Work request: Your whole reply should be the lines from the one that contains "Dataset: internal_v3 | class: white garage" through the last line of the listing, copied exactly.

Supplied data:

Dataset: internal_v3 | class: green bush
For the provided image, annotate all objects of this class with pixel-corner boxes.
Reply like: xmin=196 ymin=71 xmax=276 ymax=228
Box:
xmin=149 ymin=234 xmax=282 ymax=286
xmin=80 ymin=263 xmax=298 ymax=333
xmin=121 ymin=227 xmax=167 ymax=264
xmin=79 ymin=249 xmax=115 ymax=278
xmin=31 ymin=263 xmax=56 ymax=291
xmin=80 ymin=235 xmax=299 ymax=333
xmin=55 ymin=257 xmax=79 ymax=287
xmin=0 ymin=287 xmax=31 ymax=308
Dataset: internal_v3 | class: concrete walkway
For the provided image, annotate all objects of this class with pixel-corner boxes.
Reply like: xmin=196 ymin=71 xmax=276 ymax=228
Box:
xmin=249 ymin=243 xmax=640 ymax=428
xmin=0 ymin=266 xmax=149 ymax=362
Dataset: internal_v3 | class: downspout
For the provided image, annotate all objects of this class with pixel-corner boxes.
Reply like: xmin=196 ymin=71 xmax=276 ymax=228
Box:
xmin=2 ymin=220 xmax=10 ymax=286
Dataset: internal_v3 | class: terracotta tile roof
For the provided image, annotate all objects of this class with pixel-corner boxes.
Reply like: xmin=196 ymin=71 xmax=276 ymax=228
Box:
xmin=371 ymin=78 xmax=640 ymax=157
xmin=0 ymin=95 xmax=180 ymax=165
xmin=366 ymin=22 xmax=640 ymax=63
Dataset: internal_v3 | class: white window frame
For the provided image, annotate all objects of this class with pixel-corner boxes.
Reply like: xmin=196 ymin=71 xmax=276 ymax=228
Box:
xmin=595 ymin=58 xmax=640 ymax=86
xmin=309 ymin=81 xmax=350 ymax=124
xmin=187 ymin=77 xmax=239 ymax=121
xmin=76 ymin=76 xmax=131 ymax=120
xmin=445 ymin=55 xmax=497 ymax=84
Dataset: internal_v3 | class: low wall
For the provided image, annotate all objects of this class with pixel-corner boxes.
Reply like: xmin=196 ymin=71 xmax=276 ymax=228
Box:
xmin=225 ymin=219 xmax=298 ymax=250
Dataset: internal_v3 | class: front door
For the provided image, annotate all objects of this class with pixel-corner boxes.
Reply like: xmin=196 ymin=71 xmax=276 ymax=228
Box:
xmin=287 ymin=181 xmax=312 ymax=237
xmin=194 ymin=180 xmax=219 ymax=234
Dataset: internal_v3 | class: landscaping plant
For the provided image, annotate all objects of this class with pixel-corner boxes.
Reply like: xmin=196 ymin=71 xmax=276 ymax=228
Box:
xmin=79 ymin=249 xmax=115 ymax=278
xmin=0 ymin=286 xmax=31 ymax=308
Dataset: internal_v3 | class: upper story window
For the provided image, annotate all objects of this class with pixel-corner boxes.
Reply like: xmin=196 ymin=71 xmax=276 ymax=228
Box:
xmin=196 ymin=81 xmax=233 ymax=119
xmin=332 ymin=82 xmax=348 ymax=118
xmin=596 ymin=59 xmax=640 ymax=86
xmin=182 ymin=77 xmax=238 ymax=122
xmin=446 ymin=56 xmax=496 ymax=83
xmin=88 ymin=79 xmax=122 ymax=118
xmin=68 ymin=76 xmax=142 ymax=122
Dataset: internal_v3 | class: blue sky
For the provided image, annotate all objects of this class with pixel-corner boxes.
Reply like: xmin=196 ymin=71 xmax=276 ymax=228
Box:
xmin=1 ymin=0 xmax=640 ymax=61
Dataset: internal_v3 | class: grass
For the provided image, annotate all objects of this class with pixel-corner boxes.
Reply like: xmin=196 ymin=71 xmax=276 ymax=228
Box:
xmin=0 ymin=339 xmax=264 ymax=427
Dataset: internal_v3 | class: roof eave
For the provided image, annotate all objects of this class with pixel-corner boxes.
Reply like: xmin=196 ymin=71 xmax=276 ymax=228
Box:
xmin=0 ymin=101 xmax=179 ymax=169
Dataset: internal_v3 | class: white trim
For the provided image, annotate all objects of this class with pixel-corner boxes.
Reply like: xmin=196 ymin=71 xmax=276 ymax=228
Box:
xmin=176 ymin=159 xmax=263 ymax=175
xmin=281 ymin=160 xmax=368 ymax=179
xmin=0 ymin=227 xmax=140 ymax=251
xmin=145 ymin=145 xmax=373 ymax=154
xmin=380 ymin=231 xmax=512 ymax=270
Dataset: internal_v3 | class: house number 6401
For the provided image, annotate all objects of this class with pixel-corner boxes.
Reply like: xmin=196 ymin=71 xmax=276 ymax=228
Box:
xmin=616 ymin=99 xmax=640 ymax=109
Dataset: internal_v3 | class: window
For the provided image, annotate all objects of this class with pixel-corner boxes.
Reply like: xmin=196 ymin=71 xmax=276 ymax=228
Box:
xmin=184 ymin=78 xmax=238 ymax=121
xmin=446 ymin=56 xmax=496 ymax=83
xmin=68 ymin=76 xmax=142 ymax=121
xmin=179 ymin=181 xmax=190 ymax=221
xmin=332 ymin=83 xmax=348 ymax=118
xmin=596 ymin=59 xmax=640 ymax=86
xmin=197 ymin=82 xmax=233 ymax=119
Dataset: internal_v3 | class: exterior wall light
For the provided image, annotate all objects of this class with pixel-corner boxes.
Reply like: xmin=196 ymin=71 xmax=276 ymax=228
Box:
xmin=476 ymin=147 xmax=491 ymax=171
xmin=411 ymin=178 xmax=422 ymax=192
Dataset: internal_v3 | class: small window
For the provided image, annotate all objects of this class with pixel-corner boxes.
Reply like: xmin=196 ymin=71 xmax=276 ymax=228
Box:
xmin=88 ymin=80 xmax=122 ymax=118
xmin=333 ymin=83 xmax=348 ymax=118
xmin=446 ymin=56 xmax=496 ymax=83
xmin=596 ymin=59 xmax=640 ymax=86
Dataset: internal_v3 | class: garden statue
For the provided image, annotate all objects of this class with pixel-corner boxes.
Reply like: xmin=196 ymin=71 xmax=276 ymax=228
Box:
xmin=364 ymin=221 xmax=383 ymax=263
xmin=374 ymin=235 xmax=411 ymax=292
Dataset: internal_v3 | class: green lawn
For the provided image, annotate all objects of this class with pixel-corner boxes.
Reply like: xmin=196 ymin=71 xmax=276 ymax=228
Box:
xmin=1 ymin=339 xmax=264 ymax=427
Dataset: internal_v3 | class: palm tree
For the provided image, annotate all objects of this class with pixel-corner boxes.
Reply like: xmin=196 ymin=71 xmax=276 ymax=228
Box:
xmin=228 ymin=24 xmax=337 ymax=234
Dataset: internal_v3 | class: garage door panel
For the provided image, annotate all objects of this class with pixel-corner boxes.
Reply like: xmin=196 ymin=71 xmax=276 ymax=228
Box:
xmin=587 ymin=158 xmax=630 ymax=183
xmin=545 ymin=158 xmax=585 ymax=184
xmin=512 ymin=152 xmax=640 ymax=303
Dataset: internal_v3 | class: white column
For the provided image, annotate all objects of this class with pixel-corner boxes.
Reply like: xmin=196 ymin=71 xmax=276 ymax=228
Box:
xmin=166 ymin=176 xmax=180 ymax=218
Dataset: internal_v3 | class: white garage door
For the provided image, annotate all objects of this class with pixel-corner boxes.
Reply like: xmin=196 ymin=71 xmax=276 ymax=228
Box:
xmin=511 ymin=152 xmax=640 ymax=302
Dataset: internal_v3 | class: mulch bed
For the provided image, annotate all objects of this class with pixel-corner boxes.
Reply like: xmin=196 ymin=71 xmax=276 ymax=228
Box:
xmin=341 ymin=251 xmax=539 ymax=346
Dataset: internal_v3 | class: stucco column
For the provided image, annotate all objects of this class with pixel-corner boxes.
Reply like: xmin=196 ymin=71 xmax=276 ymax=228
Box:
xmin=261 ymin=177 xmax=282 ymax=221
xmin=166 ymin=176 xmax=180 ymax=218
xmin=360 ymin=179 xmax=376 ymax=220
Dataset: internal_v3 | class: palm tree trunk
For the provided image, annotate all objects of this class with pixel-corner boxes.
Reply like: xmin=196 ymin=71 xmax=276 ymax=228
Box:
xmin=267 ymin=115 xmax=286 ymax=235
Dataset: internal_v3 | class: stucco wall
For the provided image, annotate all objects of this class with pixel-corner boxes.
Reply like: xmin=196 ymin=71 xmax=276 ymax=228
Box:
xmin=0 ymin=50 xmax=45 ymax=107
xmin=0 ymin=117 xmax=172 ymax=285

Answer area:
Dataset: internal_v3 | class: white garage door
For the provided image, annotate all objects of this class with pixel-corner boxes.
Reply like: xmin=196 ymin=71 xmax=276 ymax=228
Box:
xmin=511 ymin=152 xmax=640 ymax=302
Dataset: internal_v3 | class: mulch bed
For the provided image, annotate all objects of this class with pixel-corner boxes.
Reply like: xmin=196 ymin=71 xmax=276 ymax=228
Box:
xmin=341 ymin=251 xmax=539 ymax=346
Dataset: internal_v3 | class: stucco column
For the provided image, annotate all objects of this class with pixel-corner boxes.
Reply like: xmin=196 ymin=71 xmax=276 ymax=228
Box:
xmin=261 ymin=177 xmax=282 ymax=221
xmin=166 ymin=176 xmax=180 ymax=218
xmin=360 ymin=179 xmax=376 ymax=220
Dataset: internal_v3 | class: palm tree trunk
For the provided image, annotate all objects of this class with pixel-corner boxes.
Reply like: xmin=196 ymin=71 xmax=276 ymax=228
Box:
xmin=267 ymin=115 xmax=286 ymax=235
Dataset: internal_v3 | class: stucco wall
For the provided image, annotate all objects of this class with pixel-corner boxes.
Reply like: xmin=196 ymin=71 xmax=276 ymax=228
Box:
xmin=0 ymin=50 xmax=45 ymax=107
xmin=0 ymin=117 xmax=172 ymax=285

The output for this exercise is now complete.